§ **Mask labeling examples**
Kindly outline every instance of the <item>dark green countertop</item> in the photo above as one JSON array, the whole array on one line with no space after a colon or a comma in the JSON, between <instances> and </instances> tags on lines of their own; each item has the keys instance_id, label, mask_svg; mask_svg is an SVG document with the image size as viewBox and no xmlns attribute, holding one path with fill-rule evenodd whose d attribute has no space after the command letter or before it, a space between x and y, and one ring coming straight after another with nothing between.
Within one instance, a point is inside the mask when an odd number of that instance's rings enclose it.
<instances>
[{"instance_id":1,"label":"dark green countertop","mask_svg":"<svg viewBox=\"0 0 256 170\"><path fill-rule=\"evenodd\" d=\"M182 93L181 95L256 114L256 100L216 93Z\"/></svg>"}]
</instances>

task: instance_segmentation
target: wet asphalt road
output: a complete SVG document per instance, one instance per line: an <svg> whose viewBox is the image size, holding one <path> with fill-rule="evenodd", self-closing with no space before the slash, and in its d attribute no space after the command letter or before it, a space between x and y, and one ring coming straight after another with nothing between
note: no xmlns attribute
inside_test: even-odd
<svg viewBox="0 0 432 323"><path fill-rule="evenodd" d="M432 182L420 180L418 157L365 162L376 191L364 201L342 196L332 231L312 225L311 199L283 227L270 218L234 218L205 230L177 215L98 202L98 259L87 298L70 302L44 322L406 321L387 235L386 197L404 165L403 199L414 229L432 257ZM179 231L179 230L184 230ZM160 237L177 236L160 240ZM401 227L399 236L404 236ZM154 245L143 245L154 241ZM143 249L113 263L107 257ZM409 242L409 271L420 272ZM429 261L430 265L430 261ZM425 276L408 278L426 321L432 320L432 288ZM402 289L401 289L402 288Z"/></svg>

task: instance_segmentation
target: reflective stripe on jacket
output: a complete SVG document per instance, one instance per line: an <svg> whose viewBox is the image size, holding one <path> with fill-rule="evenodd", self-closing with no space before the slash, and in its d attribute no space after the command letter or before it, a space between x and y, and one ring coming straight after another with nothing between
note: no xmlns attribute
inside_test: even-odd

§ **REQUIREMENT**
Rewrite the lines above as a numbered list, leaving out the blank ones.

§ **THE RESPONSE**
1. Kindly outline every instance of the <item>dark green countertop</item> in the photo above as one JSON array, the whole array on one line with no space after a colon or a comma in the JSON, between <instances> and </instances> tags on lines of their own; each item has the keys instance_id, label, mask_svg; mask_svg is an SVG document with the image size as viewBox and no xmlns attribute, holding one path with fill-rule evenodd whose d attribute has no space after the command letter or before it, a space between x and y, and one ring coming straight after another with nothing between.
2. Within one instance, a point is inside the mask when an odd number of that instance's rings enclose it.
3. <instances>
4. [{"instance_id":1,"label":"dark green countertop","mask_svg":"<svg viewBox=\"0 0 256 170\"><path fill-rule=\"evenodd\" d=\"M182 93L181 95L256 114L256 100L216 93Z\"/></svg>"}]
5. </instances>
6. task: instance_segmentation
7. target: wet asphalt road
8. output: a complete SVG document per instance, one instance per line: an <svg> whose viewBox is the image size, holding one <path> with fill-rule="evenodd", self-closing with no space before the slash, and in its d attribute no space after the command letter or before it, a space between x and y, and one ring coming straight after another with nothing between
9. note: no xmlns attribute
10. inside_test: even-odd
11. <svg viewBox="0 0 432 323"><path fill-rule="evenodd" d="M432 182L420 180L418 157L365 162L376 191L364 201L342 196L332 231L312 225L311 199L283 227L270 218L234 218L205 230L177 215L98 202L98 259L87 298L70 302L44 322L406 321L387 235L386 197L404 165L403 199L414 229L432 257ZM179 231L179 230L184 230ZM160 237L177 236L160 240ZM401 227L399 236L404 236ZM154 245L143 245L154 241ZM143 249L113 263L107 257ZM409 242L409 271L420 272ZM429 261L430 265L430 261ZM425 276L408 278L426 321L432 320L432 288ZM402 289L401 289L402 288Z"/></svg>
12. task: instance_segmentation
13. target: reflective stripe on jacket
14. output: a complete SVG document per instance, one instance per line: an <svg> whose viewBox is the image size, holding one <path> with fill-rule="evenodd", self-closing with no space before the slash, and in its d attribute no space after the command letter or before it, a space between x and y, and one ring coming straight after another with nothing between
15. note: no xmlns attribute
16. inside_test: even-odd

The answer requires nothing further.